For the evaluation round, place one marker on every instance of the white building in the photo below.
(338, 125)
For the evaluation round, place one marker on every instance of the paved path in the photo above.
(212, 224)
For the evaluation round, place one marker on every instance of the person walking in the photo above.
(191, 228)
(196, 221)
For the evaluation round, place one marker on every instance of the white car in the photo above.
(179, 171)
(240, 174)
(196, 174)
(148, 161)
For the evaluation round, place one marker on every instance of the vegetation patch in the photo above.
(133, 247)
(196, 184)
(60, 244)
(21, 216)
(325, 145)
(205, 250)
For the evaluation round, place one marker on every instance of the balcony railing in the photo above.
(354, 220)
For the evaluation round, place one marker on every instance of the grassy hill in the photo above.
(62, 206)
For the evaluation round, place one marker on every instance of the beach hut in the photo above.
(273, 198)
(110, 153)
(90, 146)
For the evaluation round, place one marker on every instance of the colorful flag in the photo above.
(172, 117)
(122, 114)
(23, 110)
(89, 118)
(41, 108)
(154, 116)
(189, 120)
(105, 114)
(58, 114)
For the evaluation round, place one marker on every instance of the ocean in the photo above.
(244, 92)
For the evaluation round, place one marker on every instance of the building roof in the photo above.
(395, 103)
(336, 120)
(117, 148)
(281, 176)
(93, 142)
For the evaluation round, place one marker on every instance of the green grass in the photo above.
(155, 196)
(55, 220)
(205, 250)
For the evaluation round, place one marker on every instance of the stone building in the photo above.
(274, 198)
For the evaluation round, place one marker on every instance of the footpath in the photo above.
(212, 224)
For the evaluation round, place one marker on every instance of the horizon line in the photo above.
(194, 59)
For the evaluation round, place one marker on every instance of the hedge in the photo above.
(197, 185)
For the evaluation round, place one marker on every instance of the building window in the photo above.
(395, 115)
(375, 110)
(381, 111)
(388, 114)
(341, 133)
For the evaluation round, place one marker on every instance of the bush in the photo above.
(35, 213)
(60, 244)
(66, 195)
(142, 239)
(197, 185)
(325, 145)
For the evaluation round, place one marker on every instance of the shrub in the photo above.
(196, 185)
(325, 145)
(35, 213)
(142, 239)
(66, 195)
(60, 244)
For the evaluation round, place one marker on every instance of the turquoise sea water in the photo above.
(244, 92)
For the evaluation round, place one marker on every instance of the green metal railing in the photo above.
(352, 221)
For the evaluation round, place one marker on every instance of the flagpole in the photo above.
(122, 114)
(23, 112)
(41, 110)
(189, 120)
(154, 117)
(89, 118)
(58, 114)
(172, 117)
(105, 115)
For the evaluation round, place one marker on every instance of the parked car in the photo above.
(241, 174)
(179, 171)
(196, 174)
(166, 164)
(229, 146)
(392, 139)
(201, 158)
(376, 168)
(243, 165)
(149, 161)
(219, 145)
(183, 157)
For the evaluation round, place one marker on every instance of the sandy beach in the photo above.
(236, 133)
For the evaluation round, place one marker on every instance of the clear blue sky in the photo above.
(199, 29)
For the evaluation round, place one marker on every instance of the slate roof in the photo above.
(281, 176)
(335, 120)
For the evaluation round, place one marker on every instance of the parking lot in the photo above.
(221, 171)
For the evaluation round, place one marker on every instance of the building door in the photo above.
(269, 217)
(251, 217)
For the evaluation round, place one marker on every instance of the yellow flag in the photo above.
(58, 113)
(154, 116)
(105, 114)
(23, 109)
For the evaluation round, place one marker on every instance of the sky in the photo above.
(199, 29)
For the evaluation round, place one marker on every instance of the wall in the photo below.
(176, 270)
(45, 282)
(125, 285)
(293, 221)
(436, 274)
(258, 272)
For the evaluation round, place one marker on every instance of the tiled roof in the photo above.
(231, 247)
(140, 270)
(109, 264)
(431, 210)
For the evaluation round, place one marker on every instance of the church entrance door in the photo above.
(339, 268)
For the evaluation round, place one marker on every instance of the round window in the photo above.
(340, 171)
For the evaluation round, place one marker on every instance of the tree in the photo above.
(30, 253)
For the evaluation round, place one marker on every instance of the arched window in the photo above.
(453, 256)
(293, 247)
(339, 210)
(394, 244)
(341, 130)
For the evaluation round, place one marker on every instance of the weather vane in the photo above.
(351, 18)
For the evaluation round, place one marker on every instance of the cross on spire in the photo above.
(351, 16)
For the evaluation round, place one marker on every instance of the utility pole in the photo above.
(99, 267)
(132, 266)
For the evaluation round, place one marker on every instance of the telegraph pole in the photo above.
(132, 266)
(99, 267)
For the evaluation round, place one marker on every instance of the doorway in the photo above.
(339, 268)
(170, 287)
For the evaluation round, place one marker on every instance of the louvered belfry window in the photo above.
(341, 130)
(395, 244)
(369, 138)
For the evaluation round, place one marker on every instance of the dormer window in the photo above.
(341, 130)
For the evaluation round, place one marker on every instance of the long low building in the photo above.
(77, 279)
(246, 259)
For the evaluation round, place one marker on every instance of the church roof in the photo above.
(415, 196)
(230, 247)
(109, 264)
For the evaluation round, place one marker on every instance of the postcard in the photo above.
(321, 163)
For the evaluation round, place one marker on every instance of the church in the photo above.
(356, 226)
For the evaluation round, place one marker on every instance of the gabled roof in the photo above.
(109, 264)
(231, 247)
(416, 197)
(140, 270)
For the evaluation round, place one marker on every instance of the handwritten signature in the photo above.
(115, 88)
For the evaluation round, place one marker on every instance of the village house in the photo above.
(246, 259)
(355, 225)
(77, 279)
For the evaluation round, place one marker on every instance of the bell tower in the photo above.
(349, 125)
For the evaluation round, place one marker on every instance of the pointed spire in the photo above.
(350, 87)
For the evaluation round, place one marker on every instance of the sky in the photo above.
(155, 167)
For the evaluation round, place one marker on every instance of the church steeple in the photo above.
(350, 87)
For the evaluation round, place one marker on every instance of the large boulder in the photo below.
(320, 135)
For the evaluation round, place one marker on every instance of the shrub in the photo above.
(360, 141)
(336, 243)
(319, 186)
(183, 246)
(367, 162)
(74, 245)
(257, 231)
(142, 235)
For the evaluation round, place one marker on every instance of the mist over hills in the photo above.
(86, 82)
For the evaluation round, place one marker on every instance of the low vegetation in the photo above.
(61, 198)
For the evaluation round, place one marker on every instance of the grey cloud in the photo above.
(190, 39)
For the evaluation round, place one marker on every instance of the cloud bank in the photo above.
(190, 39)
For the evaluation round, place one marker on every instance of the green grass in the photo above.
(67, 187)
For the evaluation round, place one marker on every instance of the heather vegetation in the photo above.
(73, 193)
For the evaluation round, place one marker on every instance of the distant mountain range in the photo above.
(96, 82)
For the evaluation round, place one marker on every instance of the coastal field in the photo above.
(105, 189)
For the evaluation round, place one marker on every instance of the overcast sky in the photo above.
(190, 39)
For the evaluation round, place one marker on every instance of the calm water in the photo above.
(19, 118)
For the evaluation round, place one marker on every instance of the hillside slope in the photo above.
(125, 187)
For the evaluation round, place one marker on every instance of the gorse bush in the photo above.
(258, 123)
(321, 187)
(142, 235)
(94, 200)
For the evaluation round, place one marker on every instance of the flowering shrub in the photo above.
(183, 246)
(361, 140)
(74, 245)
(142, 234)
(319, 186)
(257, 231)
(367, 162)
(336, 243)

Task brief »
Retype the records in full. Keep every line identical to the original.

Task result »
For the evaluation round, place one marker on every instance of the white building in the photo below.
(338, 125)
For the evaluation round, place one marker on every instance of the paved path in the photo above.
(212, 224)
For the evaluation round, place one marker on every instance of the person walking in the photo above.
(191, 228)
(196, 221)
For the evaluation round, place one marker on every instance of the white car in the photo above.
(179, 171)
(240, 174)
(196, 174)
(148, 161)
For the evaluation round, place one marker on every instance of the vegetation patch in the photo above.
(133, 247)
(196, 184)
(60, 244)
(21, 216)
(325, 145)
(205, 250)
For the evaluation round, place one marker on every instance of the balcony railing in the photo above.
(354, 220)
For the evaluation round, place one marker on every instance of the grassy hill in the photo above.
(62, 206)
For the evaluation round, place one marker on every instance of the beach hut in the photo above.
(273, 198)
(110, 153)
(90, 146)
For the evaluation round, place one marker on every instance of the colorful flag in the photo above.
(172, 117)
(122, 114)
(23, 110)
(89, 118)
(41, 108)
(154, 116)
(189, 120)
(105, 114)
(58, 114)
For the evaluation round, place one marker on every instance of the ocean in the photo above.
(244, 92)
For the evaluation round, place one marker on every instance of the building roof in the photo above.
(395, 103)
(336, 120)
(117, 148)
(281, 176)
(93, 142)
For the evaluation round, place one marker on every instance of the green grass in the photo above.
(155, 196)
(55, 220)
(205, 250)
For the evaluation round, place one marker on every instance of the stone building in the photo above.
(274, 198)
For the evaluation round, place one marker on every instance of the footpath in the photo above.
(212, 224)
For the evaluation round, place one marker on every instance of the horizon line in the photo above.
(194, 59)
For the evaluation round, place one marker on every instance of the hedge in the photo above.
(197, 185)
For the evaluation round, place one marker on every instance of the building window in the photo above.
(395, 115)
(375, 110)
(381, 111)
(388, 114)
(341, 133)
For the evaluation round, place one marker on every instance of the bush in the photo above.
(35, 213)
(60, 244)
(66, 195)
(142, 239)
(197, 185)
(325, 145)
For the evaluation round, place one marker on every instance of the shrub in the photo above.
(196, 185)
(325, 145)
(35, 213)
(142, 239)
(66, 195)
(60, 244)
For the evaluation round, place one marker on every instance of the turquoise sea water in the photo above.
(244, 92)
For the evaluation round, place one marker on every instance of the green metal railing in the photo above.
(352, 221)
For the evaluation round, place one marker on every instance of the flagpole in the photo above.
(122, 114)
(23, 112)
(41, 110)
(189, 120)
(154, 117)
(89, 118)
(58, 114)
(172, 117)
(105, 115)
For the evaluation round, place one marker on every instance of the parked car in the photo above.
(241, 174)
(179, 171)
(196, 174)
(166, 164)
(229, 146)
(392, 139)
(201, 158)
(376, 168)
(243, 165)
(149, 161)
(219, 145)
(183, 157)
For the evaluation round, place one marker on every instance of the sandy beach in the photo above.
(236, 133)
For the evaluation round, place one marker on every instance of the clear blue sky in the photo above.
(199, 29)
For the evaluation round, place one marker on every instance of the slate roof in the photo above.
(281, 176)
(335, 120)
For the evaluation round, place one marker on every instance of the parking lot in the photo above.
(221, 171)
For the evaluation round, place one marker on every instance of the building door in the photo above.
(269, 217)
(251, 217)
For the evaluation round, place one marker on every instance of the yellow flag in the photo above.
(58, 113)
(154, 116)
(105, 114)
(23, 109)
For the evaluation round, place one marker on every instance of the sky in the photo above.
(199, 29)
For the evaluation round, place one marker on every instance of the wall in the photo below.
(176, 270)
(45, 282)
(125, 285)
(293, 221)
(436, 274)
(258, 272)
For the evaluation round, place one marker on every instance of the tiled roof in the photo above.
(231, 247)
(140, 270)
(109, 264)
(431, 210)
For the evaluation round, place one marker on every instance of the church entrance door in the photo above.
(339, 268)
For the evaluation round, place one marker on every instance of the round window in the photo above.
(340, 171)
For the evaluation round, place one marker on every instance of the tree in the photo above.
(30, 253)
For the evaluation round, place one marker on every instance of the arched window in the photo above.
(453, 256)
(293, 247)
(339, 210)
(394, 244)
(341, 130)
For the evaluation round, place one marker on every instance of the weather vane in the photo above.
(351, 18)
For the evaluation round, place one marker on every instance of the cross on spire in the photo above.
(351, 16)
For the evaluation round, place one marker on every instance of the utility pole in the photo above.
(99, 267)
(132, 266)
For the evaluation round, place one marker on every instance of the telegraph pole in the photo above.
(132, 266)
(99, 267)
For the evaluation round, place one marker on every instance of the doorway in the photo above.
(339, 268)
(170, 287)
For the evaluation round, place one marker on every instance of the louvered belfry window in the photo above.
(341, 130)
(395, 244)
(369, 138)
For the evaluation round, place one marker on every instance of the dormer window in the photo above.
(341, 130)
For the evaluation round, place one marker on every instance of the long low building in the photo above.
(77, 279)
(246, 259)
For the evaluation round, place one marker on every instance of the church roof in the photo above.
(415, 196)
(230, 247)
(109, 264)
For the evaluation round, place one marker on every instance of the postcard in the photo above.
(321, 163)
For the evaluation round, place one marker on every instance of the church in the photo above.
(356, 226)
For the evaluation round, place one marker on every instance of the gabled roof in the photo above.
(109, 264)
(231, 247)
(416, 197)
(140, 270)
For the evaluation round, place one marker on every instance of the handwritten signature in the photo above.
(115, 88)
For the evaluation round, place one marker on every instance of the village house in the photo above.
(246, 259)
(355, 225)
(77, 279)
For the evaluation round, place one marker on every instance of the bell tower in the photo above.
(349, 125)
For the evaluation round, place one marker on every instance of the pointed spire in the photo above.
(350, 87)
For the evaluation round, place one marker on every instance of the sky in the photo above.
(155, 167)
For the evaluation round, place one marker on every instance of the church steeple in the photo above.
(350, 87)
For the evaluation round, place one marker on every instance of the large boulder in the photo below.
(320, 135)
For the evaluation round, place one marker on every instance of the shrub in the photo above.
(360, 141)
(336, 243)
(319, 186)
(183, 246)
(367, 162)
(74, 245)
(257, 231)
(142, 235)
For the evaluation round, place one marker on every instance of the mist over hills in the photo above.
(86, 82)
For the evaluation round, place one marker on every instance of the low vegetation in the photo above.
(61, 198)
For the evaluation round, place one marker on every instance of the grey cloud in the photo above.
(190, 39)
For the evaluation round, place one marker on every instance of the cloud bank in the photo above.
(190, 39)
For the evaluation round, place one marker on every instance of the green grass in the photo above.
(67, 187)
For the evaluation round, place one marker on every instance of the heather vegetation in the photo above.
(73, 193)
For the evaluation round, place one marker on every instance of the distant mountain range in the photo above.
(96, 82)
For the evaluation round, place one marker on every instance of the coastal field in the photo above.
(105, 189)
For the evaluation round, place one marker on every instance of the overcast sky in the photo above.
(190, 39)
For the evaluation round, place one marker on every instance of the calm water in the photo above.
(19, 118)
For the evaluation round, place one marker on every instance of the hillside slope in the photo above.
(125, 187)
For the evaluation round, place one marker on every instance of the gorse bush in the photo above.
(258, 123)
(321, 187)
(142, 235)
(94, 200)
For the evaluation round, place one marker on every instance of the flowering shrub in the photo above.
(183, 246)
(361, 140)
(74, 245)
(142, 234)
(319, 186)
(257, 231)
(367, 162)
(336, 243)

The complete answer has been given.